━━━ Provided records ━━━

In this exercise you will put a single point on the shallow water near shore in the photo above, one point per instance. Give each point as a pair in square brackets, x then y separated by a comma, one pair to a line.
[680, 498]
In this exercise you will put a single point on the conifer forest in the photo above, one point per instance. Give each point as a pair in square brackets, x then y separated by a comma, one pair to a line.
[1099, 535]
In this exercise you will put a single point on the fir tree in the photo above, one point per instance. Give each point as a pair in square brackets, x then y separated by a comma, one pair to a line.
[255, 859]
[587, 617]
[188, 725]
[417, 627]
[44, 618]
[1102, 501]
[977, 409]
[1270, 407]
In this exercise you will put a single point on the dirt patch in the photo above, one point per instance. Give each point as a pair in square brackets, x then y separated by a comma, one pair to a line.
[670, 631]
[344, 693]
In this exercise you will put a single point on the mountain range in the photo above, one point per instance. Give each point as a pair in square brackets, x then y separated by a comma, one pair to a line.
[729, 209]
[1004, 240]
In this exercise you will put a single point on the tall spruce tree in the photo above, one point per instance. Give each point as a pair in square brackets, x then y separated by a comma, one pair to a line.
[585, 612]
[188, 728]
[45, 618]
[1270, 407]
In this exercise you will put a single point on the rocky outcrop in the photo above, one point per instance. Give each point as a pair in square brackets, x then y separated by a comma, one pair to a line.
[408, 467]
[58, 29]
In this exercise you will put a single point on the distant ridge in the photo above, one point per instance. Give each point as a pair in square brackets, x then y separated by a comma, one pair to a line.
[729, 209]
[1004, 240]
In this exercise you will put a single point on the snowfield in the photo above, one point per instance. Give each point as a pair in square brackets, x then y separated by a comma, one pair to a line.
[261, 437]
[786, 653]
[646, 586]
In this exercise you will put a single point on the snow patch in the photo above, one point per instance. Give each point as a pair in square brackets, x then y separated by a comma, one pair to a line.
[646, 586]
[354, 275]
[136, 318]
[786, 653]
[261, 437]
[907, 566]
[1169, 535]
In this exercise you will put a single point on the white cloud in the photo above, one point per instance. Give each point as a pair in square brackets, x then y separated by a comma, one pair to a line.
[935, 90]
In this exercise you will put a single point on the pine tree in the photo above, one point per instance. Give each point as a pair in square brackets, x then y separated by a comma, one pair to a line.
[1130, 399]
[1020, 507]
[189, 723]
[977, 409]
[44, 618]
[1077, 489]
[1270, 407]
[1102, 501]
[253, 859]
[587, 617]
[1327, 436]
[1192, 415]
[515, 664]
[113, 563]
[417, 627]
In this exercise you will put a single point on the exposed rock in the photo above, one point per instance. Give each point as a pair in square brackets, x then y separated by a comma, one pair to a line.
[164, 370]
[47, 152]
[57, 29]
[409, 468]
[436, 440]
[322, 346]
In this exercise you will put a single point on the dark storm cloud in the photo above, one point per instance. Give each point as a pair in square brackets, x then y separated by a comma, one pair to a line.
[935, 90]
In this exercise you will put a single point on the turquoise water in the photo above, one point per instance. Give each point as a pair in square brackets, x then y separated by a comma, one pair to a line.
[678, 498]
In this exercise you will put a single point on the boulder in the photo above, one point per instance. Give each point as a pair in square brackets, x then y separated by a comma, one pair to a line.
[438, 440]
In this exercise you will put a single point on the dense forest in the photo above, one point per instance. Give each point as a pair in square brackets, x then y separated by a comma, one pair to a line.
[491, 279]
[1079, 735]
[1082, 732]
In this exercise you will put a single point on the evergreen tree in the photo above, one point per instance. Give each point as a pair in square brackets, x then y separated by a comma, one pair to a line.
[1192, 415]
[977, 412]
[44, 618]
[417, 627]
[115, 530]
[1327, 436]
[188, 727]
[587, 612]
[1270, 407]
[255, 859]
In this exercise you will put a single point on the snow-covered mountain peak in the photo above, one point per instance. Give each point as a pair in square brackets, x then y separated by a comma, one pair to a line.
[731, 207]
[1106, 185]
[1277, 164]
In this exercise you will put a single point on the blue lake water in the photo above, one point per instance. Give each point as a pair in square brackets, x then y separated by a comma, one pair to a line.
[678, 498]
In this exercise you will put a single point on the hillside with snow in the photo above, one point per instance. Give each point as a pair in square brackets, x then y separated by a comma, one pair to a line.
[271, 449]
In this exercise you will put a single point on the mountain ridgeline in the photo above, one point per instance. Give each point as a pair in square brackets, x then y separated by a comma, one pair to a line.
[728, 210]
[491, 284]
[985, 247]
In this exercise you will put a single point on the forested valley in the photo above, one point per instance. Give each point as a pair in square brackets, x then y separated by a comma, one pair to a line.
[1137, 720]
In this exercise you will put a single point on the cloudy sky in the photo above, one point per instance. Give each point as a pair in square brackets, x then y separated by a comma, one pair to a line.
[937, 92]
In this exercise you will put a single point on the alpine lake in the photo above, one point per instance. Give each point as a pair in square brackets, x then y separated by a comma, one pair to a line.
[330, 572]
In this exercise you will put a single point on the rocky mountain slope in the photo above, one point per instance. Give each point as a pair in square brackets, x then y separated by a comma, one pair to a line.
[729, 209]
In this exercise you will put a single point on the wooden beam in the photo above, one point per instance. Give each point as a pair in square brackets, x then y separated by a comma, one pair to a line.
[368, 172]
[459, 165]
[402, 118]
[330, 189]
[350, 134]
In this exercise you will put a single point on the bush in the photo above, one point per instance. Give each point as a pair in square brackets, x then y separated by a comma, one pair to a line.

━━━

Here, the records must be output exactly and in full.

• **Finished exercise**
In this exercise you will put a single point on the shallow water near shore in the photo above, one point per instance. Give each point as a pair in square brackets, x then y separated by a comma, one pair to a line.
[680, 498]
In this exercise you will put a single point on the conifer forest in the photo above, one point per instance. Give each point as a pair in square brackets, x then y separated by a comma, one pair to a line.
[1099, 535]
In this exercise you will put a single point on the fir tree in the photo above, one point per instance. Give each point as a pair in square brackets, x then y separated by a comma, one pair to a line.
[255, 859]
[587, 617]
[188, 725]
[417, 627]
[44, 618]
[1102, 501]
[977, 409]
[1270, 407]
In this exercise you will put a single point on the dirt patch in the photo above, one point per instance. Give each point as a pair in square brackets, x then y separated by a comma, one pair to a line.
[670, 631]
[344, 693]
In this exercise you will put a single point on the mountain range in the photo above, one point per instance. Give each point as a pair in square brackets, x then y separated by a comma, one pair to a line.
[729, 209]
[1004, 240]
In this exercise you will put a single point on the tall spruce tree in the photo above, one point per instance. Give each point as a pair in square brackets, x then y separated by a comma, one pair to a line.
[585, 612]
[188, 728]
[45, 618]
[1270, 407]
In this exercise you will put a single point on the rocky outcrop in the photo above, one point per instance. Give each point as a pair in square brackets, x then y separated by a comma, one pair to a line.
[408, 467]
[58, 29]
In this exercise you will put a single point on the distant ridge in the photo above, one point per instance. Give each point as a pair in square brackets, x then y separated by a comma, one pair to a line.
[729, 209]
[1004, 240]
In this exercise you will put a single point on the snowfield in the photo above, one point per instance. Give each point as a pair in square brackets, x then y separated by a comma, one pair to a line.
[261, 437]
[786, 653]
[646, 586]
In this exercise you will put a single point on the snow patch in the photo above, one point per instance. Give each point as a pair in square brackets, x then y separated by a comma, one pair to a line.
[646, 586]
[354, 275]
[136, 318]
[786, 653]
[261, 437]
[907, 566]
[1169, 535]
In this exercise you will put a single point on the white cloud in the photo above, one point per instance. Give each point as a pair in square brackets, x then y separated by a comma, one pair to a line.
[935, 90]
In this exercise you will put a single point on the pine tree in the photo above, one point per instance. Give each point as a pair in square brackets, x then y separated by a comma, one pair to a line.
[1130, 399]
[1020, 507]
[189, 723]
[977, 409]
[44, 618]
[1077, 489]
[1270, 407]
[1102, 501]
[253, 859]
[587, 617]
[1327, 436]
[1192, 415]
[515, 664]
[113, 563]
[417, 627]
In this exercise you will put a single point on the exposed rock in the photo above, one point per instance. Give each point as a pair in square brackets, x then y separated by a comma, one pair to a line.
[164, 370]
[47, 152]
[57, 29]
[409, 468]
[436, 440]
[322, 346]
In this exercise you will put a single point on the dark storm cloud in the photo above, one point per instance. Give each point as a pair in square brackets, x then y separated by a comma, one pair to a line.
[935, 90]
In this exercise you will put a single point on the turquoise water in the photo above, one point per instance. Give each point as a pair in square brackets, x then y separated by a comma, one pair to a line.
[678, 498]
In this exercise you will put a single point on the boulder in the photo above, one point per instance. Give each point as a pair in square brackets, x then y separated by a comma, one pair to a line.
[438, 440]
In this exercise you will put a single point on the dense forest in the photo above, one point per instance. Give each point as a pair in square brackets, x then y separated by a comma, one pair to a line.
[491, 279]
[1079, 735]
[1082, 732]
In this exercise you will put a single point on the evergreen tree in the photo above, one point per instance. Give each point as a pair in square brackets, x then y separated by a comma, one pair to a line.
[1192, 415]
[977, 412]
[44, 618]
[417, 627]
[115, 530]
[1327, 436]
[188, 727]
[587, 612]
[1270, 407]
[255, 859]
In this exercise you will put a single point on the snow-covered mountain peak in the photo above, one point per instance. Give each point as a pair in square brackets, x then y separated by a comma, one pair to a line.
[731, 207]
[1106, 185]
[1277, 164]
In this exercise you will put a single point on the blue lake water in the photo above, one point per instance. Give each point as a pair in square brackets, x then y separated by a comma, one pair to a line.
[678, 498]
In this exercise you will put a single point on the hillside with snow in the photo above, one point per instance. Give each point as a pair in square brackets, x then y separated by a comma, one pair to a line.
[271, 449]
In this exercise you will put a single point on the mountain ridgeline in the photo above, one point per instance. Give each point as a pair in square brackets, x then y separated by a comma, one pair to a line.
[728, 210]
[491, 284]
[985, 247]
In this exercise you will put a single point on the forested valley in the photo above, one point per instance. Give each point as a pair in square brackets, x then y separated by a comma, one pair to a line.
[1137, 720]
In this exercise you will put a single point on the cloudy sky in the photo above, one point per instance. Give each point as a pair in square brackets, x then y separated by a comma, one pair to a line.
[937, 92]
In this exercise you will put a single point on the alpine lake in the photo above, one point per instance. Give each point as a pair in square brackets, x then y separated by a comma, one pair to a line.
[330, 572]
In this exercise you will put a single point on the rocky mountain slope in the photo above, one point per instance. Give each point as a pair in square brackets, x then y separated by a comma, one pair to a line.
[729, 209]
In this exercise you will put a single point on the wooden beam in the photo above, one point per instance. Give each point as a pair in square brackets, x then y separated by a comma, one pair to a line.
[368, 172]
[459, 165]
[402, 118]
[330, 189]
[350, 134]
In this exercise you will put a single point on the bush in the photo above, one point per instance. Give each point as a pair in square brackets, x then y separated by a comma, one pair to a line.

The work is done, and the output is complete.